- Objective: Put the lines of the material below into a numbered list, starting at the line that contains "One point goes on each instance of the moss" and ending at the line that contains "Target: fallen branch", with both of those lines included. Omit blank lines and everything outside that range.

═════ Provided data

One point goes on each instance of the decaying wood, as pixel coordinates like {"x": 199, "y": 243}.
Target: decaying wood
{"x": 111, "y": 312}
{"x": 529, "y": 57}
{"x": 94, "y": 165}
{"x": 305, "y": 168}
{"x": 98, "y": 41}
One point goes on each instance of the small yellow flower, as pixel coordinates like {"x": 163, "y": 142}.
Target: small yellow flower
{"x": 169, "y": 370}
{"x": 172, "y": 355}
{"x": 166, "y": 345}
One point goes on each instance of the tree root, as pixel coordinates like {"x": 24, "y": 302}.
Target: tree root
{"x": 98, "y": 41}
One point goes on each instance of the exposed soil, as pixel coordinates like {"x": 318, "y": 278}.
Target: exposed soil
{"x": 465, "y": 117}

══════════
═════ Provided data

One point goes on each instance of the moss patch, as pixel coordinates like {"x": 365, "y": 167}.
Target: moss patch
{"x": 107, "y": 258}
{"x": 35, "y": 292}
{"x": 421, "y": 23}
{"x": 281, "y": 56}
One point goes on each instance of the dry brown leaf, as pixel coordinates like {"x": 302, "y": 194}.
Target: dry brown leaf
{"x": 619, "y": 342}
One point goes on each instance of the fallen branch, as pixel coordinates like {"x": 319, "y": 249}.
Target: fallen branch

══════════
═════ Provided data

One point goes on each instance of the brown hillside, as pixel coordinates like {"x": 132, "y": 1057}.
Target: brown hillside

══════════

- Task answer:
1. One point goes on each instance of the moss patch, as pixel coordinates like {"x": 365, "y": 167}.
2. Target: moss patch
3. {"x": 107, "y": 258}
4. {"x": 35, "y": 292}
5. {"x": 421, "y": 23}
6. {"x": 281, "y": 56}
7. One point goes on each instance of the dry brown leaf, as pixel coordinates like {"x": 302, "y": 194}.
8. Target: dry brown leaf
9. {"x": 619, "y": 342}
10. One point goes on each instance of the fallen branch, as pixel coordinates like {"x": 319, "y": 249}.
11. Target: fallen branch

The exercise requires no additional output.